**Task to complete**:
Identify every line in the records below that contains the string "shorts", and copy each of those lines in full.

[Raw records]
━━━━
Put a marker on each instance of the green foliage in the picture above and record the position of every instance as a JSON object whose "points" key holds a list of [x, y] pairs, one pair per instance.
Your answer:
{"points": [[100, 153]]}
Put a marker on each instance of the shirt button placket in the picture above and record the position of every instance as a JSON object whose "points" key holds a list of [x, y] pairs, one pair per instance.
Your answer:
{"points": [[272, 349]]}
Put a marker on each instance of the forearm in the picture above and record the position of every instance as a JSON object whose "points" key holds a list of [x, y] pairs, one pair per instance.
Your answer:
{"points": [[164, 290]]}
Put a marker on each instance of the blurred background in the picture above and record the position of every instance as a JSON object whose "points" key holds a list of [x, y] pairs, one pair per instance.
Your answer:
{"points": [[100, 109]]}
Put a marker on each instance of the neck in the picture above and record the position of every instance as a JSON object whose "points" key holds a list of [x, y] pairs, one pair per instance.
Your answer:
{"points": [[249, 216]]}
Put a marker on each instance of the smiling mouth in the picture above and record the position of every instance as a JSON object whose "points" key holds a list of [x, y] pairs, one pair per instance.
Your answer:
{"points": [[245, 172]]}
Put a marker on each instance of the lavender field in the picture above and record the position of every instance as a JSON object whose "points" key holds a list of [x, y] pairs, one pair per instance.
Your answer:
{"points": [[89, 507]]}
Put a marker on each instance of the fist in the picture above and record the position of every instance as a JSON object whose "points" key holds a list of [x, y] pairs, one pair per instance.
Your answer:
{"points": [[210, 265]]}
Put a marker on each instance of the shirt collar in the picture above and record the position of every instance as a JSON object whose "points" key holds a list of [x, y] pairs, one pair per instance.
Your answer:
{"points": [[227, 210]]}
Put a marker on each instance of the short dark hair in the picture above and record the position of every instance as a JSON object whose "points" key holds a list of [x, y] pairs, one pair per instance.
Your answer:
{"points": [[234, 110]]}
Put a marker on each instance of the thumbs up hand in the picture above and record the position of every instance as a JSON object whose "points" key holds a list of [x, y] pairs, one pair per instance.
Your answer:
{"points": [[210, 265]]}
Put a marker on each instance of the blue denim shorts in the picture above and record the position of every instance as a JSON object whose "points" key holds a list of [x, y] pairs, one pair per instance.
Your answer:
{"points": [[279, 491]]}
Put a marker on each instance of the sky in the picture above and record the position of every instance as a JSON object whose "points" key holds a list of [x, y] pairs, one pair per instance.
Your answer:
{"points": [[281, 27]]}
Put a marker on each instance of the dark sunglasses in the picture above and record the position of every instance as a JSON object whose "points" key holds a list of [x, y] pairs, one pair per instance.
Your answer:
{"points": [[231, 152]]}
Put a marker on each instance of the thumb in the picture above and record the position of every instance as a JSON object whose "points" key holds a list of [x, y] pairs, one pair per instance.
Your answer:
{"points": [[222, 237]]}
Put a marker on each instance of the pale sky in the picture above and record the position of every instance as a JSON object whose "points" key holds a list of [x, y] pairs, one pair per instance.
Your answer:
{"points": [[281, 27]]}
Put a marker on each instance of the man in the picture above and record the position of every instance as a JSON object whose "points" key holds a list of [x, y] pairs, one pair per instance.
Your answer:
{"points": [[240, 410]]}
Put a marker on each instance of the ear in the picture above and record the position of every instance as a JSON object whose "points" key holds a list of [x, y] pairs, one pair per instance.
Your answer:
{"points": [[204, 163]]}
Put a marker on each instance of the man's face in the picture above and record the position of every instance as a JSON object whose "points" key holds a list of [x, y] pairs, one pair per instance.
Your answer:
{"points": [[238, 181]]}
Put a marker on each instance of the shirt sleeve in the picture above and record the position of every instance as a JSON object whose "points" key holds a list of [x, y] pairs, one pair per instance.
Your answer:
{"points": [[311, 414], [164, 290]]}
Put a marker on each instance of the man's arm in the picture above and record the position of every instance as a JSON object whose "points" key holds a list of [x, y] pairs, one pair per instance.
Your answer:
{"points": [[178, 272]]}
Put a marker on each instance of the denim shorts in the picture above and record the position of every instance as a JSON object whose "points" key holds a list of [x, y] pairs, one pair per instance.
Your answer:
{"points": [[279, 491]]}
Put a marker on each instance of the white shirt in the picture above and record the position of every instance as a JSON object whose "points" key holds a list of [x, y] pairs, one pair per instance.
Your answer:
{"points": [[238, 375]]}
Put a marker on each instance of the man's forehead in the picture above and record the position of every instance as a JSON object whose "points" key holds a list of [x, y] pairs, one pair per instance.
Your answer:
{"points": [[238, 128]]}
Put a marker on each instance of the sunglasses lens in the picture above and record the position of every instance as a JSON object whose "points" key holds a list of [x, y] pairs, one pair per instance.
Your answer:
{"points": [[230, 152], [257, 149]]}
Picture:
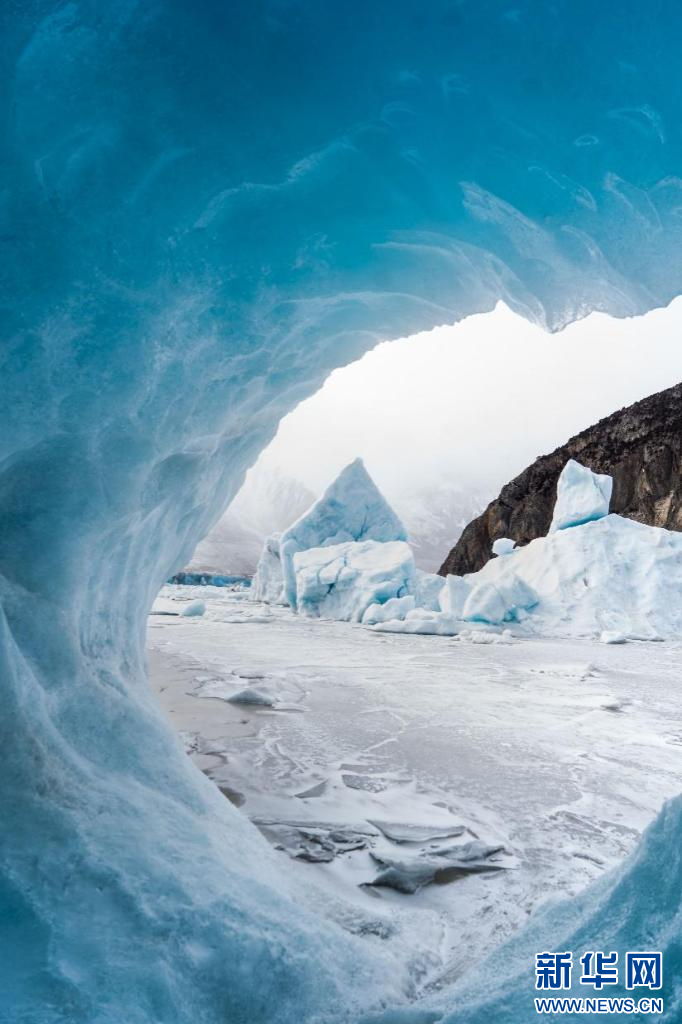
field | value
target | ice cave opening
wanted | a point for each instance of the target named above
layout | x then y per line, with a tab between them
203	215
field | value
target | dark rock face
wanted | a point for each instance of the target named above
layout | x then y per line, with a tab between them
640	446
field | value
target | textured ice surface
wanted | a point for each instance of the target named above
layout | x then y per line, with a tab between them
267	584
193	237
581	497
497	601
503	546
394	607
429	588
634	907
608	574
344	580
352	508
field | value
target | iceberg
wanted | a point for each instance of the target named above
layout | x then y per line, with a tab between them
343	581
352	508
176	276
610	578
581	497
267	585
503	600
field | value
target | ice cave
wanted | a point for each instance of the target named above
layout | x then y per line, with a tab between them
206	208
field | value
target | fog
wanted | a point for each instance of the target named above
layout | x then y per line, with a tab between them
473	403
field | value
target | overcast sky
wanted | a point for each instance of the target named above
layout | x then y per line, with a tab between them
474	403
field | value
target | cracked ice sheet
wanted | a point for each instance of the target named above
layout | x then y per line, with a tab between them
562	751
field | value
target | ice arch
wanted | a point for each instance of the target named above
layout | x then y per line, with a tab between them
206	207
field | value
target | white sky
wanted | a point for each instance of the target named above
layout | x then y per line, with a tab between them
475	402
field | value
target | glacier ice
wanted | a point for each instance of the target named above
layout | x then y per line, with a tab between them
607	578
635	906
610	574
194	608
352	508
394	607
503	546
267	583
499	600
343	581
193	238
429	588
581	497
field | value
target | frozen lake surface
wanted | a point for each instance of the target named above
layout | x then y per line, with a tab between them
429	793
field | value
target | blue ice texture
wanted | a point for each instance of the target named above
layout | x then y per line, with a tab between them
206	208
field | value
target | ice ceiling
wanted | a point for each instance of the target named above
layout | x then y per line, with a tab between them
205	208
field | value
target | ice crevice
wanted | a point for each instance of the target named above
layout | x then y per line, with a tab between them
202	216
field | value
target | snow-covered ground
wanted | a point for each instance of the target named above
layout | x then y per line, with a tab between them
510	771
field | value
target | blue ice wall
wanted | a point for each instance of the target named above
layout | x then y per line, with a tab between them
204	208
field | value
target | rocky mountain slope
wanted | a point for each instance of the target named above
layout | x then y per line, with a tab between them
640	446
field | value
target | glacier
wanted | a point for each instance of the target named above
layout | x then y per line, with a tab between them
352	509
343	581
204	212
581	497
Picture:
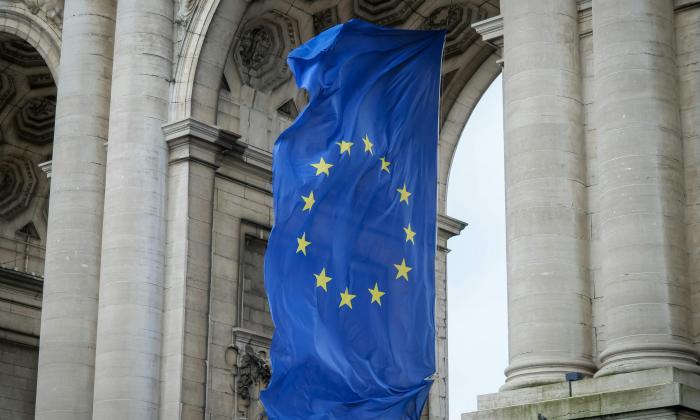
━━━━
**Solution**:
Put a marker on each instance of the blue denim shorts in the picture above and record the position of every instance as a JSON object whose "points" key holds a list of [x, y] pairs, one pair per instance.
Put a marker on each instance of the denim shorts in the picture above and record the position of every instance as a JSON object whose "points" key holds a list of [x, y] pairs, one pair per instance.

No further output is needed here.